L'exercice >>
Décalez de 18 chaque coordonnée des réponses dans les données ci-dessous, en recopiant intégralement toutes les lignes depuis le début jusqu'à la ligne contenant "<point>79,117</point>", celle-ci comprise. Ne reproduisez pas les images dans la réponse.

<<<<

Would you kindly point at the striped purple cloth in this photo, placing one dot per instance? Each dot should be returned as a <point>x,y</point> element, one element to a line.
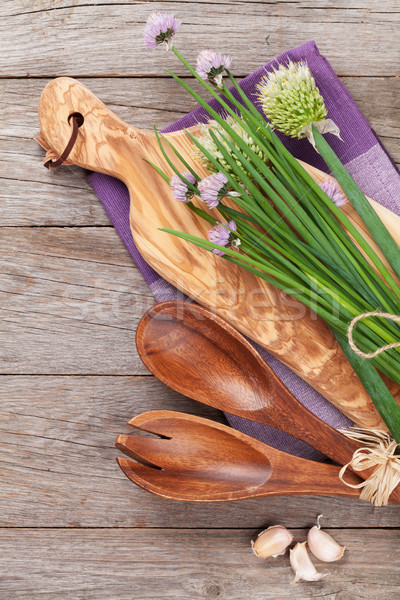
<point>364,157</point>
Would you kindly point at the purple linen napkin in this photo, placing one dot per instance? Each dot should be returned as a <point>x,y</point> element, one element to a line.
<point>366,160</point>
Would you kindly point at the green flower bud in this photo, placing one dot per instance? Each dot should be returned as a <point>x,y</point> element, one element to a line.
<point>291,100</point>
<point>208,143</point>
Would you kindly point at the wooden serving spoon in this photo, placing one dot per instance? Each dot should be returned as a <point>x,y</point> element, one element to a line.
<point>198,460</point>
<point>198,354</point>
<point>289,331</point>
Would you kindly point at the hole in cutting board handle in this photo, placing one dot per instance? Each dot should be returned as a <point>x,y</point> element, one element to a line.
<point>79,117</point>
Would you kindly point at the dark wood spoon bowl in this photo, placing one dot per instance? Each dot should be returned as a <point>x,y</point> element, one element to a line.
<point>198,460</point>
<point>197,353</point>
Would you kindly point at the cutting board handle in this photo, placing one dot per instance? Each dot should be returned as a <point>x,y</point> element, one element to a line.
<point>105,143</point>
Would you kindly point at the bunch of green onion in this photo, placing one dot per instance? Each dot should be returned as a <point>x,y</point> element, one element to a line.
<point>294,237</point>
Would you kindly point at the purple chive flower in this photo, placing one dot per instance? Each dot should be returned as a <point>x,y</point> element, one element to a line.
<point>211,66</point>
<point>160,27</point>
<point>223,234</point>
<point>332,190</point>
<point>213,188</point>
<point>180,190</point>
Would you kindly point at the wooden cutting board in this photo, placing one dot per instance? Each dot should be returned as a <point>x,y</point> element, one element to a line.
<point>276,321</point>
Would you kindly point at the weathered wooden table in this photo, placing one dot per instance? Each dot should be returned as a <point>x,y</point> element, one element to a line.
<point>73,527</point>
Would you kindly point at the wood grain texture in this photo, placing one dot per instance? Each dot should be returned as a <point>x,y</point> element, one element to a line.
<point>187,564</point>
<point>58,463</point>
<point>73,31</point>
<point>71,300</point>
<point>196,353</point>
<point>259,310</point>
<point>51,425</point>
<point>64,196</point>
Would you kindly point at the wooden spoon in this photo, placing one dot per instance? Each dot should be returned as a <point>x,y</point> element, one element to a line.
<point>198,460</point>
<point>198,354</point>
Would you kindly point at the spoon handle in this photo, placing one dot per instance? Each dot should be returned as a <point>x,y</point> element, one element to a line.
<point>294,418</point>
<point>292,476</point>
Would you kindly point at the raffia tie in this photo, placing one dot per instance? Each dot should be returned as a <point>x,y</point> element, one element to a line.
<point>395,318</point>
<point>378,452</point>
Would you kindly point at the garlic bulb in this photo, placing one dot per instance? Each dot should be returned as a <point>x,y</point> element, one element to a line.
<point>272,542</point>
<point>322,545</point>
<point>302,565</point>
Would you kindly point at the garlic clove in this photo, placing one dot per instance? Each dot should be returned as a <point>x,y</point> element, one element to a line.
<point>322,545</point>
<point>272,542</point>
<point>302,565</point>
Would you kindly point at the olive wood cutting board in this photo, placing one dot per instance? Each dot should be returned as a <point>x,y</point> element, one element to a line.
<point>279,323</point>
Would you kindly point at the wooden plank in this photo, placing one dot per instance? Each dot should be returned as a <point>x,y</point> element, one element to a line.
<point>71,301</point>
<point>100,38</point>
<point>181,565</point>
<point>58,463</point>
<point>31,195</point>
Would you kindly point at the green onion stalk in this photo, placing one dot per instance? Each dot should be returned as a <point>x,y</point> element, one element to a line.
<point>285,228</point>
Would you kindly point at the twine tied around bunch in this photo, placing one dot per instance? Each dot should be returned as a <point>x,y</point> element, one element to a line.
<point>378,452</point>
<point>352,344</point>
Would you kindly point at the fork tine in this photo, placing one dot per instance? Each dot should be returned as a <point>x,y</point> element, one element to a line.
<point>159,422</point>
<point>140,474</point>
<point>140,448</point>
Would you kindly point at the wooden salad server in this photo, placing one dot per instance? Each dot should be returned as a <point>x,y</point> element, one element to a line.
<point>276,321</point>
<point>198,460</point>
<point>199,355</point>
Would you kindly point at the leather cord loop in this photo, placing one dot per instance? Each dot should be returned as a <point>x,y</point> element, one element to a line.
<point>76,123</point>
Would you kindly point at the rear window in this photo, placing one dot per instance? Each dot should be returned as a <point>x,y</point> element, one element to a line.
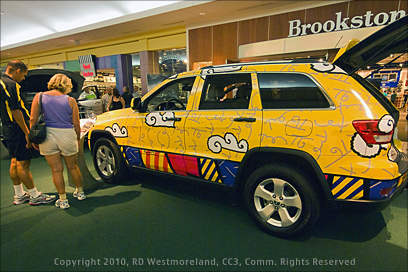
<point>290,91</point>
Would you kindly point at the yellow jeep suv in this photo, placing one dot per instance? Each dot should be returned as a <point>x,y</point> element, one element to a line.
<point>293,137</point>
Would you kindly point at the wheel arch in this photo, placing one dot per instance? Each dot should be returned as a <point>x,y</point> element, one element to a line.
<point>258,157</point>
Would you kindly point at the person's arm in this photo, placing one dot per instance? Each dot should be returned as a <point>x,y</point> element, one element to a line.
<point>107,108</point>
<point>19,118</point>
<point>34,115</point>
<point>75,117</point>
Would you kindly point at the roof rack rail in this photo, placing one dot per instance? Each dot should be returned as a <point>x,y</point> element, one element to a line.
<point>305,60</point>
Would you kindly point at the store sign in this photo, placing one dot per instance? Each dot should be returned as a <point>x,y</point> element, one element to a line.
<point>87,66</point>
<point>296,28</point>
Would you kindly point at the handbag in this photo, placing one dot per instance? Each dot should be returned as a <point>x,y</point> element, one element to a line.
<point>38,131</point>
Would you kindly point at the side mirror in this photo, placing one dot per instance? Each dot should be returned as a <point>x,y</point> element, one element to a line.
<point>136,103</point>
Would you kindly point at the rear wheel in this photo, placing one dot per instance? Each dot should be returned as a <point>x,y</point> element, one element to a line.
<point>108,161</point>
<point>281,200</point>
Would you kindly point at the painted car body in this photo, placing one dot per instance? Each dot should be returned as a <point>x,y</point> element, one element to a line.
<point>210,145</point>
<point>228,124</point>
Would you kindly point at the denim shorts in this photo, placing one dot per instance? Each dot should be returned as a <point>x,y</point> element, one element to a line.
<point>62,140</point>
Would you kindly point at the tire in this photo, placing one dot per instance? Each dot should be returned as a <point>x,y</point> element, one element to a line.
<point>108,161</point>
<point>281,200</point>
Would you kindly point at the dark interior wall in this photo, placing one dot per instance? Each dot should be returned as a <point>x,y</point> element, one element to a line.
<point>219,43</point>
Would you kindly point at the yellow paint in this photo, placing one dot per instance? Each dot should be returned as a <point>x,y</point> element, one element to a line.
<point>325,134</point>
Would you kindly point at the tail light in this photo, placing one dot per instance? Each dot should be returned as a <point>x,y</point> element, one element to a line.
<point>370,131</point>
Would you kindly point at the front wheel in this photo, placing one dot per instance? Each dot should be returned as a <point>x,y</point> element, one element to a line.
<point>108,161</point>
<point>281,200</point>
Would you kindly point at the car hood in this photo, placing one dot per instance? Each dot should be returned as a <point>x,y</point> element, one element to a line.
<point>36,80</point>
<point>388,40</point>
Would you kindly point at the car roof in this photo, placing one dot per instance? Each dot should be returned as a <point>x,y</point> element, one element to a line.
<point>391,39</point>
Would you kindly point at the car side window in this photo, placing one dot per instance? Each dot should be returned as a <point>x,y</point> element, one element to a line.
<point>172,96</point>
<point>226,91</point>
<point>288,90</point>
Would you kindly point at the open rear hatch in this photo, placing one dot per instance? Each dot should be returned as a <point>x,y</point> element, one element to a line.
<point>391,39</point>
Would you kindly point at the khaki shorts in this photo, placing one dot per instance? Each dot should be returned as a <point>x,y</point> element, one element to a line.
<point>62,140</point>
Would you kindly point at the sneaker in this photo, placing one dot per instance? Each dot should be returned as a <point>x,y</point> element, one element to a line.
<point>41,199</point>
<point>79,195</point>
<point>62,204</point>
<point>21,199</point>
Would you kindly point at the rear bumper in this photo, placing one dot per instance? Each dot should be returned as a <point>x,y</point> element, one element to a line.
<point>357,206</point>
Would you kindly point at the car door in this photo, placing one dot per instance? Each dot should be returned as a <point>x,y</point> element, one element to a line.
<point>156,133</point>
<point>224,125</point>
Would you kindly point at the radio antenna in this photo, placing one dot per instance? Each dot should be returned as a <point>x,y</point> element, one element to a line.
<point>328,57</point>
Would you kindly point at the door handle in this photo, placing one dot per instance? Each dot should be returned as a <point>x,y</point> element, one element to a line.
<point>176,119</point>
<point>244,119</point>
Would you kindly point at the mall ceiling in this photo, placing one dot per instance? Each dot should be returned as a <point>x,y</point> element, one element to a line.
<point>24,17</point>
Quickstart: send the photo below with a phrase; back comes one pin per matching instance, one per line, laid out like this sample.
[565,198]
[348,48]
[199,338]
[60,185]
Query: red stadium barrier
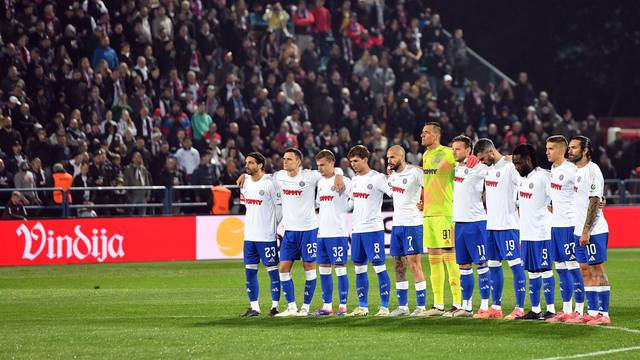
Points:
[74,241]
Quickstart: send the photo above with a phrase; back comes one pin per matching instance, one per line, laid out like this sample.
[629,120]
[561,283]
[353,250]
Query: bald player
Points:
[406,235]
[439,166]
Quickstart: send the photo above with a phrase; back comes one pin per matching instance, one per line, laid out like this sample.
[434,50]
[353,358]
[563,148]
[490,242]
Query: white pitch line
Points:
[633,331]
[595,353]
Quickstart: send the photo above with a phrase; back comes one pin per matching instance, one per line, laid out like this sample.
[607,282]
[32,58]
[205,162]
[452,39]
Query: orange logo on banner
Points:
[230,236]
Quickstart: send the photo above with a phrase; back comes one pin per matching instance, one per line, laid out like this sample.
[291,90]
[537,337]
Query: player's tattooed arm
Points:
[592,210]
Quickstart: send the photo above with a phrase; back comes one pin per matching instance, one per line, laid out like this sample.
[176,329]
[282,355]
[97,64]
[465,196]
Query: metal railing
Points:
[168,200]
[191,199]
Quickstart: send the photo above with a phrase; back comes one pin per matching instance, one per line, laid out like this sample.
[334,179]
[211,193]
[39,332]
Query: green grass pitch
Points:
[191,310]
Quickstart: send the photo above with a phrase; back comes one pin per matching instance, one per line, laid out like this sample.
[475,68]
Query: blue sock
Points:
[535,282]
[566,284]
[384,284]
[483,282]
[578,285]
[593,302]
[326,283]
[362,285]
[402,290]
[603,295]
[466,282]
[253,288]
[287,287]
[519,283]
[275,284]
[343,285]
[421,293]
[549,283]
[497,283]
[309,286]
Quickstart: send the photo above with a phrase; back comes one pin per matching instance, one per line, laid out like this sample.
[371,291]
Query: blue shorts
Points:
[594,253]
[503,245]
[471,242]
[332,250]
[254,251]
[368,247]
[406,240]
[564,248]
[537,255]
[297,244]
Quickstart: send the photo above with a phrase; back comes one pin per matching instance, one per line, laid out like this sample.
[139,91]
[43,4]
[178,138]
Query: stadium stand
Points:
[168,93]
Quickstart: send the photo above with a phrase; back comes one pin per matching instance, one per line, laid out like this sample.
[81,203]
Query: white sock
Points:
[255,305]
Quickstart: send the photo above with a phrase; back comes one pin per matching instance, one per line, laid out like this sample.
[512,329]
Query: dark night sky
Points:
[586,54]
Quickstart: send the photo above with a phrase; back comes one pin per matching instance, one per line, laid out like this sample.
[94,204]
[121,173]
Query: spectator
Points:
[200,122]
[136,174]
[303,21]
[6,182]
[105,52]
[188,157]
[458,58]
[14,209]
[82,180]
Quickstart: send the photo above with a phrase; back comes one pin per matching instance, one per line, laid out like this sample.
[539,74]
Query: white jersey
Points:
[467,193]
[501,186]
[367,192]
[533,199]
[298,199]
[562,181]
[406,187]
[334,207]
[260,198]
[589,183]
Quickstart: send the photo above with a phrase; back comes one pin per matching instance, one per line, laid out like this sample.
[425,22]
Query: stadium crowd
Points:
[167,92]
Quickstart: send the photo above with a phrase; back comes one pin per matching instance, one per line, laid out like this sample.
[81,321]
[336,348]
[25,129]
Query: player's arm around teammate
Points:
[470,229]
[406,235]
[591,231]
[333,236]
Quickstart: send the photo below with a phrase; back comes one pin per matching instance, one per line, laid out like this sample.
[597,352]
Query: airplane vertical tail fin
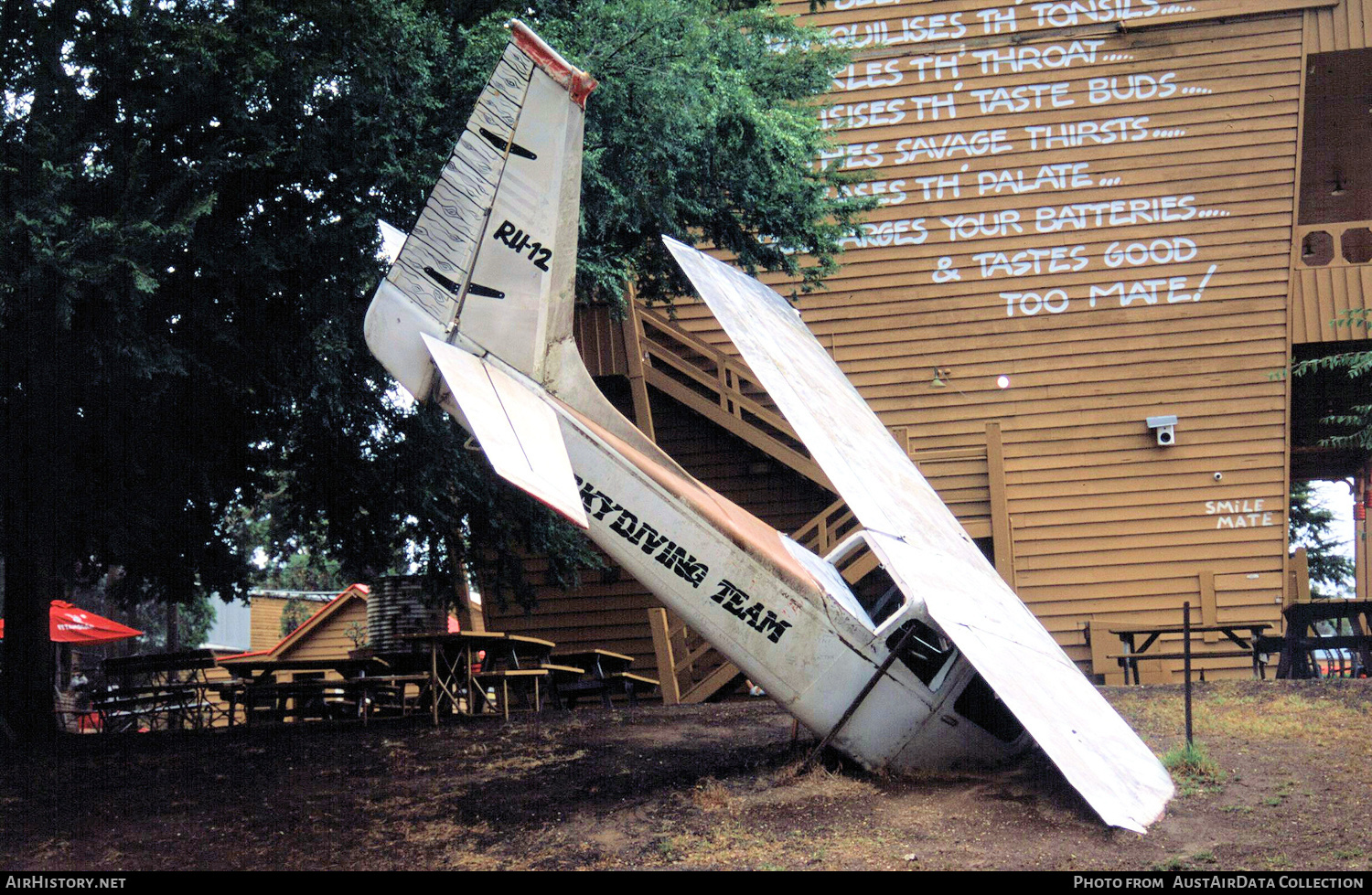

>>>>

Corrigé >>
Would you kindly point at the striped purple cloth in this photo, placing one dot per instance? Each dot should be returned as a <point>x,y</point> element, one element to a line.
<point>382,175</point>
Would you kindly point at the purple linen napkin in this photo, placing one dot per instance? Each dot should be returned as a <point>x,y</point> element, one element to a line.
<point>384,178</point>
Would you kindly point at the green flower bud in this photo, placing one dot per instance? Each dot should be returned as a <point>x,y</point> element, one element to a line.
<point>309,118</point>
<point>226,161</point>
Would you kindly point at the wooden serving spoon in this photo, placing one dot per instance? Each dot should be returned as a <point>x,y</point> element, one element to a line.
<point>216,478</point>
<point>216,372</point>
<point>307,349</point>
Would you kindly point at the hole in cutting board handle in this photo, placing one dot per instance? Each dot should be returned as a <point>x,y</point> element, one element to a line.
<point>97,135</point>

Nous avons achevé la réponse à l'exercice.